> **TREŚĆ ZADANIA 1**: Przepisz słowo w słowo fragment zestawienia od samego jego początku do wiersza z „591 638 652 766”. Oba skrajne wiersze też się liczą.
------------------------------------
Strona 1 z 1
Walentynki- czas uszczurawiania ;]
: śr kwie 12, 2006 7:37 am
autor: Zuza
Tagi: dobry, okres, przekonywanie, kokardka, ogon, rodzina, rodziny
Chociaż 14 luty minął już bardzo dawno temu postanowiłam napisać tutaj jak w przeciągu paru godzin uszczurowiłam całą rodzinkę.
Wprowadzenie Bobka do domu było efektem niecnego planu :twisted: . Kolega, który dał się wciągnąć w intrygę, knutą przeciwko moim rodzicom, zakupił szczurka, zawiązał mu na ogonku czerwoną wstążeczkę z serduszkami i wparował do mojego domu akurat wtedy, kiedy jedliśmy śniadanie. :occasion1:
Pamiętam jak mama pierwsze co powiedziała: „Jaki śliczniutki!” :zakochany: , natomiast ojciec z nadmiaru emocji rzucił musztardą o stół :zlosc: . Piękny widok.
(nietypowy prezent został oczywiście przyjęty)
------------------------------------
> **TREŚĆ ZADANIA 2**:
Czy te zdania zgadzają się z tekstem o walentynkowym prezencie? Przy każdym odpowiedz „tak” lub „nie” i przytocz rozstrzygające słowa tekstu.
(a) Szczurka kupił i przyniósł do domu kolega.
(b) Wstążeczka na ogonku szczurka była niebieska.
(c) Ojciec rzucił o stół musztardą.
------------------------------------
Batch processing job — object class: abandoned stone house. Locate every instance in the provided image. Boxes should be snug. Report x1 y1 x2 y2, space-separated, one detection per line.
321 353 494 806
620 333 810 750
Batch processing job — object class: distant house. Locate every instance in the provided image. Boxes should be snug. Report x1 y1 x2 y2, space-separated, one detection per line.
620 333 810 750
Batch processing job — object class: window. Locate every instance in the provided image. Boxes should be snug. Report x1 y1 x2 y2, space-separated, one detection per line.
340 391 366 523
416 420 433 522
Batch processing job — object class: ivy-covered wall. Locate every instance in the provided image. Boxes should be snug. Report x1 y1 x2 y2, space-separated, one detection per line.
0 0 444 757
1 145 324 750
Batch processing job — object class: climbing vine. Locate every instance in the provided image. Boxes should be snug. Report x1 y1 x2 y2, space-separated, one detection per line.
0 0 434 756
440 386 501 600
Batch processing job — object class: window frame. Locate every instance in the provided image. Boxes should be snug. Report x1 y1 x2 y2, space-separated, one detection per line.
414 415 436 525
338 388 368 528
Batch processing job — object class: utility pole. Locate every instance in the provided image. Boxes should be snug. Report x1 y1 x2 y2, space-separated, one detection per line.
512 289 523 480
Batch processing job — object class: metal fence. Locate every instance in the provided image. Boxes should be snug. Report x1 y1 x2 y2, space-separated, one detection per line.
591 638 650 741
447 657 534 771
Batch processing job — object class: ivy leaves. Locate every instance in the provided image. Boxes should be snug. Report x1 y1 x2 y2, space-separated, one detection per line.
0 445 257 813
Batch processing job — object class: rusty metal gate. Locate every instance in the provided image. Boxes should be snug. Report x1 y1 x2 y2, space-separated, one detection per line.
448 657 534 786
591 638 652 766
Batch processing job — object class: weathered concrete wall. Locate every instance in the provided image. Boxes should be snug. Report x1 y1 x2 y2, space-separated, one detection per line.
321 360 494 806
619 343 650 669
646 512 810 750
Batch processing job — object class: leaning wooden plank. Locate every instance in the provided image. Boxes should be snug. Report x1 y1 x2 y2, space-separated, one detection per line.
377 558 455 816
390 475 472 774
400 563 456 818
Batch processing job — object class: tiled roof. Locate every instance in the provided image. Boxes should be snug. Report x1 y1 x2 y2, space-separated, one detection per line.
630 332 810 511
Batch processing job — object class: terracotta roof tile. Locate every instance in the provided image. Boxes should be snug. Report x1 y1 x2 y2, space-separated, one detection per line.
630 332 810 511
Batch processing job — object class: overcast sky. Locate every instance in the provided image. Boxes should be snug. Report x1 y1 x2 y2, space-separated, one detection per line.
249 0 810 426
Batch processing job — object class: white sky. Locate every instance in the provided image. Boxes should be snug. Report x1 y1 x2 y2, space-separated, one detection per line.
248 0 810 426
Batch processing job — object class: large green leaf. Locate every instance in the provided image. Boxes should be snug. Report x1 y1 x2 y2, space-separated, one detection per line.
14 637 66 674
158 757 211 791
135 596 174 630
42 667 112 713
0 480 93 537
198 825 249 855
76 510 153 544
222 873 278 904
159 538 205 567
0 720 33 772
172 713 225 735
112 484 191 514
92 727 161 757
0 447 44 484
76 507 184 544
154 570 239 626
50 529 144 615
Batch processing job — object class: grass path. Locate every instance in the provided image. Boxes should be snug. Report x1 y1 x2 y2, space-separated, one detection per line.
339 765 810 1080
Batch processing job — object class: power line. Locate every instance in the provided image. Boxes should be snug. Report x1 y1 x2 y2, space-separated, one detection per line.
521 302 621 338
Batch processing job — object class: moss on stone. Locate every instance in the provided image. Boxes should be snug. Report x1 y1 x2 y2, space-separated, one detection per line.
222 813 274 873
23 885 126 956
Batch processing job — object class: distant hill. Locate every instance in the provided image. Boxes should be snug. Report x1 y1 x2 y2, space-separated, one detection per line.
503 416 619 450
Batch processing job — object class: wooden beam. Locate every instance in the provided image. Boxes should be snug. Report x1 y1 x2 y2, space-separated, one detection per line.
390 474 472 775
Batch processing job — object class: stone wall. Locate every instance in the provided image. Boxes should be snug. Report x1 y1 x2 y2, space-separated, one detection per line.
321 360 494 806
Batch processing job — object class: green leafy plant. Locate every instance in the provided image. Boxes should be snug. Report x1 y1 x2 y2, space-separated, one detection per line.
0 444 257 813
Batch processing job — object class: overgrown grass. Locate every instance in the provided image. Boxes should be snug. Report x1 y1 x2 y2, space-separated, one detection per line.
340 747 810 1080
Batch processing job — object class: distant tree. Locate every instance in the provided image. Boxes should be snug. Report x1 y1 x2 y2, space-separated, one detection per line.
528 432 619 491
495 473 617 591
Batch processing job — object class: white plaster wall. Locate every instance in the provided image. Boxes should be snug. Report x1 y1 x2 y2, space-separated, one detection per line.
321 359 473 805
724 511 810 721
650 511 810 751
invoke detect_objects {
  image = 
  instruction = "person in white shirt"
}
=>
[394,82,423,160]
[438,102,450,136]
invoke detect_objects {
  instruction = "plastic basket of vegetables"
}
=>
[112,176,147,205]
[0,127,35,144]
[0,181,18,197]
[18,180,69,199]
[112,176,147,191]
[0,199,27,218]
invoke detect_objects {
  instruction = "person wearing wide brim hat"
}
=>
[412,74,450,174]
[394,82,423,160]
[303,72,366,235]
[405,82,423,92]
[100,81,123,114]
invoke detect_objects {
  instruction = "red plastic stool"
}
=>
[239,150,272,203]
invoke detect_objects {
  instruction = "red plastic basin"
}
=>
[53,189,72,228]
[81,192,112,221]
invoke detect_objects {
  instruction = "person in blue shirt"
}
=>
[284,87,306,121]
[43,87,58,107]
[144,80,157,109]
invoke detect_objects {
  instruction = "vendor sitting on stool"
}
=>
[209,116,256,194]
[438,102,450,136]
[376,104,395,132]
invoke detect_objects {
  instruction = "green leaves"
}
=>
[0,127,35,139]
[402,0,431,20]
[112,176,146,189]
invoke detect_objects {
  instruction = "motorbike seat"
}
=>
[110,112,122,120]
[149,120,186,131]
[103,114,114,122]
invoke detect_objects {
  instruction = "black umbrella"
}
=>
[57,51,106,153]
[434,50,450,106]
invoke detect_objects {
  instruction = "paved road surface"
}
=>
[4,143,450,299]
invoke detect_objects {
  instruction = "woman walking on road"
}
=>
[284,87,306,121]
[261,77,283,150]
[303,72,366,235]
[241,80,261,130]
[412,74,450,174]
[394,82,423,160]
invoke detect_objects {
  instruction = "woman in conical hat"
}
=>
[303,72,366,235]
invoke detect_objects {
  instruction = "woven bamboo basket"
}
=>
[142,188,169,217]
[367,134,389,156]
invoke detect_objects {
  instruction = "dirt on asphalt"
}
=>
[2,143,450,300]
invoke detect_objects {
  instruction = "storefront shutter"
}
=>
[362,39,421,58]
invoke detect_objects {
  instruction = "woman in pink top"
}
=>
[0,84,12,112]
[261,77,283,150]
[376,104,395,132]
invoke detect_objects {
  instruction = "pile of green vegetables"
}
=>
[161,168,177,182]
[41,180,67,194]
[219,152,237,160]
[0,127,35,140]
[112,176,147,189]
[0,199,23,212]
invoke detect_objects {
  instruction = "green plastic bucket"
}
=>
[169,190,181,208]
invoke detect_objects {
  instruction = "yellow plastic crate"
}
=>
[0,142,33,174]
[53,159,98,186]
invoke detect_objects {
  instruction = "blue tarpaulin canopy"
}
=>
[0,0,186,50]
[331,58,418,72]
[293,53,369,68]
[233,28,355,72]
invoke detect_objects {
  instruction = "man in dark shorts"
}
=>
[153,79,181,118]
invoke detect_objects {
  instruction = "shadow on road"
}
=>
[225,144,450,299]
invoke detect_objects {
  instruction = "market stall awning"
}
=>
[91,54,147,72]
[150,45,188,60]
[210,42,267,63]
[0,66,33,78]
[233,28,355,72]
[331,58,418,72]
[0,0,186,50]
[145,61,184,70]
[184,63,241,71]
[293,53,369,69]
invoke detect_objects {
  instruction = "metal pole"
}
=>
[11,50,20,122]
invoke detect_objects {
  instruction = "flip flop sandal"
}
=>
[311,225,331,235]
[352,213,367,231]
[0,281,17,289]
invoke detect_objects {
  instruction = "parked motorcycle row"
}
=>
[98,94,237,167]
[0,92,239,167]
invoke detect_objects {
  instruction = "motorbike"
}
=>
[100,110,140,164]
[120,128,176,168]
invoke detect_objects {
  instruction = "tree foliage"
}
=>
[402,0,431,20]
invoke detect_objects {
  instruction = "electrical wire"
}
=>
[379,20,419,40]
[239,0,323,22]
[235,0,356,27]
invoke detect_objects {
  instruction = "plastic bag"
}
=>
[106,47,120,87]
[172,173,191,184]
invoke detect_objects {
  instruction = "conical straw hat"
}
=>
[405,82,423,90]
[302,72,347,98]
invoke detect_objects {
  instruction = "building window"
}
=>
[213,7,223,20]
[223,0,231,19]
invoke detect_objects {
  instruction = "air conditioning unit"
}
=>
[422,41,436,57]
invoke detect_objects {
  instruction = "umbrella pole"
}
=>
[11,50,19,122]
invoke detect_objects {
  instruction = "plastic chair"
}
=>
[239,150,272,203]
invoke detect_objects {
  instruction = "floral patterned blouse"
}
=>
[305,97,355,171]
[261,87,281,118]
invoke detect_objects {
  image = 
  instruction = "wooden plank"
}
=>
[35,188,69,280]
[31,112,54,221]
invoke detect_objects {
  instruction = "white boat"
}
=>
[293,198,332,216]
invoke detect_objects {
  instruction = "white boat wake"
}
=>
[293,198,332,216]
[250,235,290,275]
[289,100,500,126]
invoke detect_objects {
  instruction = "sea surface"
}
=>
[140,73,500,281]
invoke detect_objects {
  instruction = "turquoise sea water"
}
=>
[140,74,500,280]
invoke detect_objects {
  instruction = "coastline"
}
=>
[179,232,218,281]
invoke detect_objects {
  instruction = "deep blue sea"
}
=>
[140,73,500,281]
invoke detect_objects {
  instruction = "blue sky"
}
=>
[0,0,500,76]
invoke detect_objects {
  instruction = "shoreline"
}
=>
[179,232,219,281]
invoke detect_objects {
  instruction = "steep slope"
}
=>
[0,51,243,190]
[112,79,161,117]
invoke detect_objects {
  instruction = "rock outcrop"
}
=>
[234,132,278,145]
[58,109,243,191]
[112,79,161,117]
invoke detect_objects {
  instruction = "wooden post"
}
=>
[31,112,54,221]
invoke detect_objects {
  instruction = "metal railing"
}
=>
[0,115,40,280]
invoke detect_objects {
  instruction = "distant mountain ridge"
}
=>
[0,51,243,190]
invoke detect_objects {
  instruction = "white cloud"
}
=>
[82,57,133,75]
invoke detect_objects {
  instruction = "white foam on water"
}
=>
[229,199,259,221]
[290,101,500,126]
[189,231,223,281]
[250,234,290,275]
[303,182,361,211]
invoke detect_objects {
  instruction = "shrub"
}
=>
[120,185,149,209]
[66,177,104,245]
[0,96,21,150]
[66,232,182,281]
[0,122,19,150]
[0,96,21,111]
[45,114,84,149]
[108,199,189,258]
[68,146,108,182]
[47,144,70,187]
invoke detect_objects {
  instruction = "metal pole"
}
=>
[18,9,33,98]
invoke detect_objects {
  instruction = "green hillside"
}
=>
------------------------------------
> **WYNIK ZADANIA 1**:
Batch processing job — object class: abandoned stone house. Locate every instance in the provided image. Boxes should be snug. Report x1 y1 x2 y2, space-separated, one detection per line.
321 353 494 806
620 333 810 750
Batch processing job — object class: distant house. Locate every instance in the provided image. Boxes should be snug. Report x1 y1 x2 y2, space-separated, one detection per line.
620 333 810 750
Batch processing job — object class: window. Locate every instance in the provided image. Boxes should be snug. Report x1 y1 x2 y2, space-separated, one detection per line.
340 391 366 523
416 420 433 522
Batch processing job — object class: ivy-covered wall. Locate every instance in the provided image. Boxes should be snug. Report x1 y1 x2 y2, space-separated, one detection per line.
0 0 444 757
1 145 324 750
Batch processing job — object class: climbing vine. Locate every instance in the provided image. Boxes should be snug. Report x1 y1 x2 y2, space-separated, one detection per line.
0 0 434 756
440 386 501 600
Batch processing job — object class: window frame. Locate every instance in the provided image. Boxes should be snug. Report x1 y1 x2 y2, space-separated, one detection per line.
414 415 436 525
338 388 368 528
Batch processing job — object class: utility pole. Locate every instance in the provided image. Boxes should be snug. Report x1 y1 x2 y2, space-separated, one detection per line.
512 289 523 480
Batch processing job — object class: metal fence. Locate every instance in the provided image. Boxes should be snug. Report x1 y1 x2 y2, space-separated, one detection per line.
591 638 650 741
447 657 534 771
Batch processing job — object class: ivy leaves. Locate every instance in the provided image. Boxes should be snug. Report x1 y1 x2 y2, space-separated, one detection per line.
0 445 257 813
Batch processing job — object class: rusty metal gate. Locate every instance in the provided image. Boxes should be snug. Report x1 y1 x2 y2, space-separated, one detection per line.
448 657 534 786
591 638 652 766

> **WYNIK ZADANIA 2**:
(a) Tak: „Kolega, który dał się wciągnąć w intrygę, knutą przeciwko moim rodzicom, zakupił szczurka”
(b) Nie: „zawiązał mu na ogonku czerwoną wstążeczkę z serduszkami”
(c) Tak: „ojciec z nadmiaru emocji rzucił musztardą o stół”